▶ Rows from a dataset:
..............................

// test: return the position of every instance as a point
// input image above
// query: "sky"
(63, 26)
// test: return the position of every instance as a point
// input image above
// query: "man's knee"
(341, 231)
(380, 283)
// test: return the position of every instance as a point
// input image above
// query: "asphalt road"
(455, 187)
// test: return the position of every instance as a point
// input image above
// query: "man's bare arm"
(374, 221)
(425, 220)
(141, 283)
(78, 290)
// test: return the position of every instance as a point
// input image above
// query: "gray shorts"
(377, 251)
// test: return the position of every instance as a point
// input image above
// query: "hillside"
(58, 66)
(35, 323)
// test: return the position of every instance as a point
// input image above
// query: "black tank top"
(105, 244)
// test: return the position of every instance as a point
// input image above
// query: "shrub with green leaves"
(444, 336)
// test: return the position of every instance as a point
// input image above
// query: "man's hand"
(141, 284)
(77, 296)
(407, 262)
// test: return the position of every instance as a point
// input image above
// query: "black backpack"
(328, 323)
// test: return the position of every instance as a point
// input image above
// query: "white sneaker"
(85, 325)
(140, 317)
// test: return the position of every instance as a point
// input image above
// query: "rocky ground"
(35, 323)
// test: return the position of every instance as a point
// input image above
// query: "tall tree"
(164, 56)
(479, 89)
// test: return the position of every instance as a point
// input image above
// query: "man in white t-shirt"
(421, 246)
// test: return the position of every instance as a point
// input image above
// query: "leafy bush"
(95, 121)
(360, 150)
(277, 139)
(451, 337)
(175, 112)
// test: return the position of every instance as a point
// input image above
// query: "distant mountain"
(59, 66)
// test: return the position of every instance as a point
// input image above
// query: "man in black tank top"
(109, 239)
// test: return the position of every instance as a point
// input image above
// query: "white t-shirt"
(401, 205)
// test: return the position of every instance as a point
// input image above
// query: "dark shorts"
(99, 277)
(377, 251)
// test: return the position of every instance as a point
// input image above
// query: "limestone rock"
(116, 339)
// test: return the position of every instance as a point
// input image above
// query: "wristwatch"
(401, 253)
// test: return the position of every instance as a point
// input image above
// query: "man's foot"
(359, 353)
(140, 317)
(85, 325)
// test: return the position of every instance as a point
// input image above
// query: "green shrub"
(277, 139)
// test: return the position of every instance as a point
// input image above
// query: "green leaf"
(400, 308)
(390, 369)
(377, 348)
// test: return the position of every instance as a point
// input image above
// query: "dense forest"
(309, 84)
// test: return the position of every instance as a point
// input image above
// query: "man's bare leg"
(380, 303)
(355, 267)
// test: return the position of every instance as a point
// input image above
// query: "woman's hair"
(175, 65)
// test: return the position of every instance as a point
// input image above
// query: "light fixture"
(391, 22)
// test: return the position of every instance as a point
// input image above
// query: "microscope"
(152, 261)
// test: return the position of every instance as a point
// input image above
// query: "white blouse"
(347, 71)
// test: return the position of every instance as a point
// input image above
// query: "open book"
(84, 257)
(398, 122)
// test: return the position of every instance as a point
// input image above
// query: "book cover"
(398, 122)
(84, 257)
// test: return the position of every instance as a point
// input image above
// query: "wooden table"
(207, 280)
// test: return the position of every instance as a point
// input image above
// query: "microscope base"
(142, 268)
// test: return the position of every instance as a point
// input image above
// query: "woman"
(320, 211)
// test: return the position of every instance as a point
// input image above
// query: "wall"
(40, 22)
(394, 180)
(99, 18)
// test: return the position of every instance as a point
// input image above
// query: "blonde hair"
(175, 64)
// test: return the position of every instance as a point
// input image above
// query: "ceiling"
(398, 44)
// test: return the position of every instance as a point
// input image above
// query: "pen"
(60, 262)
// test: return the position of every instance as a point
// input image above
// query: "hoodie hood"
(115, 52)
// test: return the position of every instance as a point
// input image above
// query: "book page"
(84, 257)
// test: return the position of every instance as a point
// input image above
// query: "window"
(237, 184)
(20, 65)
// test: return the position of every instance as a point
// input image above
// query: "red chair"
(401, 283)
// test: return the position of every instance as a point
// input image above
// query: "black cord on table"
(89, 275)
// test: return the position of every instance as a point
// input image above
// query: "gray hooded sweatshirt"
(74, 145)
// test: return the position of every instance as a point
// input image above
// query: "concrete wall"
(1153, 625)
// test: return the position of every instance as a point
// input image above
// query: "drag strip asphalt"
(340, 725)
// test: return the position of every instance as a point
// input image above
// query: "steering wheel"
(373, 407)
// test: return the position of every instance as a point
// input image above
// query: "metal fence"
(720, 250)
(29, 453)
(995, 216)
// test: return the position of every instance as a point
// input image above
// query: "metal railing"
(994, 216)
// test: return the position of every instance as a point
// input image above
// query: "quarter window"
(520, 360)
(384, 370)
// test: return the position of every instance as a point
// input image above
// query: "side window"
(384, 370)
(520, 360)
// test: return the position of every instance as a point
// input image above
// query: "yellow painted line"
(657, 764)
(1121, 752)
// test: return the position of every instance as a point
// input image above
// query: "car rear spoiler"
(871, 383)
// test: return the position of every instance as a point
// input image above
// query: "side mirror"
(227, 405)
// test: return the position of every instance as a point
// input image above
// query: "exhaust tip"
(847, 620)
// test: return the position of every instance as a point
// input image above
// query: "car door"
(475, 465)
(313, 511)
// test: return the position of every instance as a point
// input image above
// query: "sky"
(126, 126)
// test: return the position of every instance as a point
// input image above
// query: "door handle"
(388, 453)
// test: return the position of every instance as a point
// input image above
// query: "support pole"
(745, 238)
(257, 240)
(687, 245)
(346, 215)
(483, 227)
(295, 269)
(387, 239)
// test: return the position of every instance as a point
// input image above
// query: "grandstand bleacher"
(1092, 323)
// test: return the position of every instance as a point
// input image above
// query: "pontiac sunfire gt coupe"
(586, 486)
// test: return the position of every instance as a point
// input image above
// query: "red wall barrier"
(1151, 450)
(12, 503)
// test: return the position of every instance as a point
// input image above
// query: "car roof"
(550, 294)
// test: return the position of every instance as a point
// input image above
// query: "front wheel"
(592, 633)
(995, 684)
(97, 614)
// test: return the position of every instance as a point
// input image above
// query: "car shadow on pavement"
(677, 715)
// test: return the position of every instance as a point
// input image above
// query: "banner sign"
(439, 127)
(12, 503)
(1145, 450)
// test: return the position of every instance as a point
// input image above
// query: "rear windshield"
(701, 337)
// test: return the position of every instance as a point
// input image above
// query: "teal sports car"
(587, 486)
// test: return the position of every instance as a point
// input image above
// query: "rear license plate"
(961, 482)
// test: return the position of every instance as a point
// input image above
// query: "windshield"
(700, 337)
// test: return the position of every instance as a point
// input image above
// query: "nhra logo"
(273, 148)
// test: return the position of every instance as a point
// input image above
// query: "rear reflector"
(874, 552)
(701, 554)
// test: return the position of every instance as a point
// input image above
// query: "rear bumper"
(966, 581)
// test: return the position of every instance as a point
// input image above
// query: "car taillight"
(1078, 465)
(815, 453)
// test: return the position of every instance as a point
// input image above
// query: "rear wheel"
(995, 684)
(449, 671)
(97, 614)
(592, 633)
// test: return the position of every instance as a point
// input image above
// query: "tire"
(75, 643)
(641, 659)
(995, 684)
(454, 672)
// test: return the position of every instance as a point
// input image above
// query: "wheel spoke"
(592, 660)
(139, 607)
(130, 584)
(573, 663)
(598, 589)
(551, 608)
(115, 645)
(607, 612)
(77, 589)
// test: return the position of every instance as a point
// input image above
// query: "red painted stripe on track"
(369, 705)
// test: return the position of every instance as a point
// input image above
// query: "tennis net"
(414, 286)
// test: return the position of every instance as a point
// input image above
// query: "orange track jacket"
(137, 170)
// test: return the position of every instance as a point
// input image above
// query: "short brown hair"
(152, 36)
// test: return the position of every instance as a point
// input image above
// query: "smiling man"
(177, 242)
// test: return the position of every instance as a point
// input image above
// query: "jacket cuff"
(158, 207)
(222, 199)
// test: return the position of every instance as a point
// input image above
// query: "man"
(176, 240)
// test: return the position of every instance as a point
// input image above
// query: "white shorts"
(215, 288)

..............................

▶ Exercise task: Count the lines in the data above that contain the string "shorts". Give only the number.

▶ Correct response: 3